* Passage to read *
*** Begin section ***
When it comes to war movies as a genre, I rarely find myself getting over excited to head to the cinema anymore, with Hollywood’s over dramatising of events and the fact we see the same thing time and time again taking away from the once standout genre. That said a certain Oscar nominated movie has grabbed my attention through its marketing, with the attachment of a stellar cast and crew, as well as an intriguing source material making Hacksaw Ridge something worth checking out.
Mel Gibson is in the director’s chair for this latest blockbuster war movie, and if you’ve seen any of his prior work, you’ll know that he’s not one to shy away from the subject matter. That remains true with Hacksaw Ridge, as the director gives us something truly magnificent, being far superior to what I was expecting heading in. The thing I that stands out the most in Gibson‘s direction is the way he transitions between the different elements, taking us from a sombre, romantic tale to a gritty tale of pride and desperation, finally showing the explosive horrors of this particular wartime event. Not only does this balance allow for a wonderful cinematic experience, but it also allows a layer of realism that far too many war films lack.
Leading the charge in this all-star cast is Andrew Garfield, with the Amazing Spider-Man actor doing a stellar job of telling the tale of Desmond Doss. Not only does Garfield‘s screen presence allow you to engage with his character, but the way the actor balances Doss’ conscientious and religious beliefs allows this movie stand out from others in it’s genre. Add to this the chemistry that Garfield has with his co-stars and in my opinion he’s most certainly deserving of his Oscar nomination. Garfield isn’t the only actor who deserves praise, however, as whether it’s the usual comical Vince Vaughn (Sergeant Howell), the stern performance of Sam Worthington (Captain Jack Glover), the as ever bold presence of Hugo Weaving (Tom Doss) or the powerful emotion we see from Teresa Palmer (Dorothy Schutte), it’s hard to fault this film for it’s talent.
Despite the majority of this movie being truly sensational, there were a couple of aspects that prevent it from being perfect. The most notable of these is the odd pacing issues that the filmmakers have in telling this tale. As despite the tone being perfect from start to finish, there were some moments that either lagged or felt awkward. Nevertheless the film as a whole was a wonderful cinematic experience and once you add the visual effects and the majestic score from Rupert Gregson-Williams it’s hard to describe this as anything less than must see.
Hacksaw Ridge is a war movie unlike any other, with the bold and realistic storytelling and powerful acting making it a must see movie. It also shows us that it is possible to make a dramatically gripping wartime tale, without neglecting the gritty realities of the tragic events.
*** End section ***
* Activity 1 *
Please reproduce the Hacksaw Ridge review from "Despite the majority" down to "the tragic events.".
* Activity 2 *
Answer these questions from the Hacksaw Ridge review:
(a) Who directed the film?
(b) Which actor plays Captain Jack Glover?
(c) Who wrote the film's score?

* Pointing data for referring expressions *
*** Begin section ***
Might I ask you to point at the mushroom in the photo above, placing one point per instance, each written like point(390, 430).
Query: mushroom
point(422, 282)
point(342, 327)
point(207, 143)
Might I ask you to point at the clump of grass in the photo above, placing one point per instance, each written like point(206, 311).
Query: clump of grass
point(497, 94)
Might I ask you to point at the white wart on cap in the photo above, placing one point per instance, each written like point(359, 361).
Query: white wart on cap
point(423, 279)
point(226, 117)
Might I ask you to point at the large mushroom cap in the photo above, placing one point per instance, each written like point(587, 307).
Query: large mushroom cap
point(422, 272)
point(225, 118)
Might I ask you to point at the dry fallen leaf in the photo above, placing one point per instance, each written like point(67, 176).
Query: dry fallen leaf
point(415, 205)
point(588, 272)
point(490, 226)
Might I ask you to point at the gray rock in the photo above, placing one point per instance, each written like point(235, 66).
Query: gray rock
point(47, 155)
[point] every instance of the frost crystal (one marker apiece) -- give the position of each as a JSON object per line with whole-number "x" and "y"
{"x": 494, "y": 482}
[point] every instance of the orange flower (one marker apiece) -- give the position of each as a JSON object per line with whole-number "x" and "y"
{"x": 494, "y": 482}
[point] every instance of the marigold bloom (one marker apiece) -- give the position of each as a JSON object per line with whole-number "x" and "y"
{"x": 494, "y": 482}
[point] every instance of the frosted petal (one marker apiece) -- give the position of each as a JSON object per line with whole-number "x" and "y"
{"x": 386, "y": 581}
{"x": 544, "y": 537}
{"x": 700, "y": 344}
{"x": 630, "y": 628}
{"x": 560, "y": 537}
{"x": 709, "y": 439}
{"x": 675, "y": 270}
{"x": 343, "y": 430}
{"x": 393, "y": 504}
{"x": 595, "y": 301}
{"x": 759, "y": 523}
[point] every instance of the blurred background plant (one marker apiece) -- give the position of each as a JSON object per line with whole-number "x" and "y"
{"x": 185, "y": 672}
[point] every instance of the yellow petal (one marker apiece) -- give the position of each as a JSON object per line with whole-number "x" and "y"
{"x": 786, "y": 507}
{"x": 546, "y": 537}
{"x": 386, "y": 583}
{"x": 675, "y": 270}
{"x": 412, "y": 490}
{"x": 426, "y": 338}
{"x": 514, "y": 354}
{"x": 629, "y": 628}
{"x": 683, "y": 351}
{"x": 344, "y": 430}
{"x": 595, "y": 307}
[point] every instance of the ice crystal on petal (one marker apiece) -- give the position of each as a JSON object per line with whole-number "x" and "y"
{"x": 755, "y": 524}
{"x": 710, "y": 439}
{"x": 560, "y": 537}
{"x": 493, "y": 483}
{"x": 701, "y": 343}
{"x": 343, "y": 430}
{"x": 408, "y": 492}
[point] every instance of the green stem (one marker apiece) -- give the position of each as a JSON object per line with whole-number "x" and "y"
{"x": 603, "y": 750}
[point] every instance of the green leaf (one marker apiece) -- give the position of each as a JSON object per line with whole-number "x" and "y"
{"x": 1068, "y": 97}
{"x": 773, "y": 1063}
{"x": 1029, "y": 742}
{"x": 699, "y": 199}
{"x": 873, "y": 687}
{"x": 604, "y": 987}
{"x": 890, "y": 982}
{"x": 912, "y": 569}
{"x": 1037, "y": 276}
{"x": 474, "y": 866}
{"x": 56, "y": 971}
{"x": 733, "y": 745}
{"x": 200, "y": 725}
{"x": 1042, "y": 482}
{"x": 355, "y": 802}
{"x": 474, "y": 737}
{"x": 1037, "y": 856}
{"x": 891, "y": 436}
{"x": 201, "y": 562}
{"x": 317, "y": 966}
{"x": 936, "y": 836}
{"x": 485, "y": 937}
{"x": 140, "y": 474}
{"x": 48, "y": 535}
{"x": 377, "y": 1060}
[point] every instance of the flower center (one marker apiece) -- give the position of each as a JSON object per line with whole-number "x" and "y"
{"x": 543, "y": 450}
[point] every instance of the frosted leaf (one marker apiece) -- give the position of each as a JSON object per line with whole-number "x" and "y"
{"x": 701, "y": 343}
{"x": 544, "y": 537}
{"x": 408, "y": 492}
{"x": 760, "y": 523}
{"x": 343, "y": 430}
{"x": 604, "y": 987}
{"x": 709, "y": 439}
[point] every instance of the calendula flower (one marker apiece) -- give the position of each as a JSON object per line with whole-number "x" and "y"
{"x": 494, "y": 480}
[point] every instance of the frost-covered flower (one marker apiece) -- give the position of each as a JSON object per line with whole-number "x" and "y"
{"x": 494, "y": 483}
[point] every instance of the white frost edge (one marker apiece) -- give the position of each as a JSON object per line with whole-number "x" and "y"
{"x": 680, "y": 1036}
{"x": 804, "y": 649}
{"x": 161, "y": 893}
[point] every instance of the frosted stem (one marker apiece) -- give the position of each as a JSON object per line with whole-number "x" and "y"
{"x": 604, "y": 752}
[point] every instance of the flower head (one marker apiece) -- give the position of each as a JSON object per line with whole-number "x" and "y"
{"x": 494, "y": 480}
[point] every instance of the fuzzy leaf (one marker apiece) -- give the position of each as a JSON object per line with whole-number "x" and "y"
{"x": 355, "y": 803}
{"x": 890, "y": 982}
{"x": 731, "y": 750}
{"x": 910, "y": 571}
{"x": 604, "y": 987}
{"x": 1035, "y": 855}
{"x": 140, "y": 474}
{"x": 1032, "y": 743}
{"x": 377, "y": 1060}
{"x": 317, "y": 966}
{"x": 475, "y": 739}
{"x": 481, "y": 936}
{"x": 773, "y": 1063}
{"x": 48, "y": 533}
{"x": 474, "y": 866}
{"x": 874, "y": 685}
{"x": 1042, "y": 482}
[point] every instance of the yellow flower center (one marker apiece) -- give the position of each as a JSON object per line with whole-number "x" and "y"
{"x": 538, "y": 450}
*** End section ***
* Result 1 *
Despite the majority of this movie being truly sensational, there were a couple of aspects that prevent it from being perfect. The most notable of these is the odd pacing issues that the filmmakers have in telling this tale. As despite the tone being perfect from start to finish, there were some moments that either lagged or felt awkward. Nevertheless the film as a whole was a wonderful cinematic experience and once you add the visual effects and the majestic score from Rupert Gregson-Williams it’s hard to describe this as anything less than must see.
Hacksaw Ridge is a war movie unlike any other, with the bold and realistic storytelling and powerful acting making it a must see movie. It also shows us that it is possible to make a dramatically gripping wartime tale, without neglecting the gritty realities of the tragic events.

* Result 2 *
(a) Mel Gibson
(b) Sam Worthington
(c) Rupert Gregson-Williams